━━━━━ Excerpt provided ━━━━━

Motherboards and circuits are practically everywhere, but their components are mostly made overseas — and many are made in China. With electronic imports on the tariff list of Chinese goods, what’s in store for domestic electronic makers?
Marketplace host Kai Ryssdal spoke to Ann Fine, whose family has run DF Electronics in Cincinnati for more than four decades. She runs accounting and personnel for the company. The following is an edited transcript of their conversation.
Kai Ryssdal: Do me a favor and tell me what DF Electronics does. What do you make, and who do you make it for?
Ann Fine: We make printed circuit boards that go into a variety of mostly industrial controls — anywhere from medical furniture to pumps and anything in between.
Ryssdal: OK. So the reason we called you are those printed circuit boards and all the things that go with all those printed circuit boards. Where do you get your components?
Fine: Any given circuit board can have anywhere from a half a dozen to a couple hundred different components on it. Most electronic components are built overseas, and a lot of them are built in China.
Ryssdal: So as we sit here in a tariff economy, what is your exposure? You’re the accounts material manager. I’m sure you look at these line items every day. What are you seeing?
Fine: It’s frightening, and the thing is everyone involved, from the manufacturers down to us, is sort of making this up as we go. We’re seeing some tariff costs defined. We’re seeing some component costs simply go up. We’re seeing some distributors that haven’t done anything yet, even though we know that some of those products are tariff products.
Ryssdal: How do you keep the books? How do you keep the accounts when you don’t know what’s what?
Fine: Well, and that’s really the nightmare. We’re sort of making it up as we go, and the only solace is that literally everyone else in the business is doing the same thing. At the moment, I’m in the middle of drafting a letter to go out to all of our customers that basically says we’re going to do the best we can, but what’s likely to happen is that at the end of a purchase order we’ll look at our increased cost that we did not expect at the time that we quoted and we’ll do that as a one-time charge. And we’ll separate out tariff costs when we know them, but when they’re simply price increases, we don’t know where those came from.

━━━━━ Extracted data ━━━━━

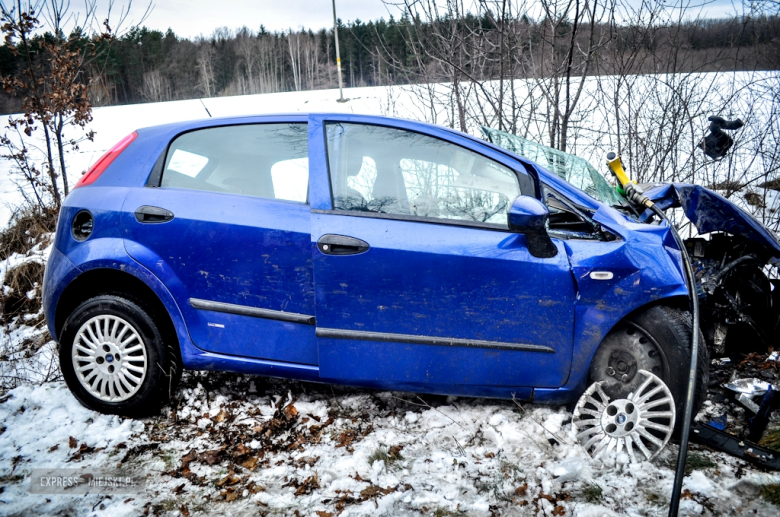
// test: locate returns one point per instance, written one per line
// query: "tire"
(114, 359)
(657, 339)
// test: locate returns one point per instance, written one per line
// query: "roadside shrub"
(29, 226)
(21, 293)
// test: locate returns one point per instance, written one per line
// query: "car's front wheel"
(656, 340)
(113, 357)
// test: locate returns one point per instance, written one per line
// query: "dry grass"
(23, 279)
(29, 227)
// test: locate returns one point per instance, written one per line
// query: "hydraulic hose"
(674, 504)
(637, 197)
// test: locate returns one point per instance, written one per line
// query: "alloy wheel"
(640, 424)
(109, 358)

━━━━━

• [Required actions]:
- 1) According to the interview, how long has Ann Fine's family run DF Electronics?
- 2) Retype everything in the interview from "Fine: Any given" down to "are you seeing?".
You can set the entries aside; none of them are needed here.

• [Replies]:
- 1) More than four decades.

- 2)
Fine: Any given circuit board can have anywhere from a half a dozen to a couple hundred different components on it. Most electronic components are built overseas, and a lot of them are built in China.
Ryssdal: So as we sit here in a tariff economy, what is your exposure? You’re the accounts material manager. I’m sure you look at these line items every day. What are you seeing?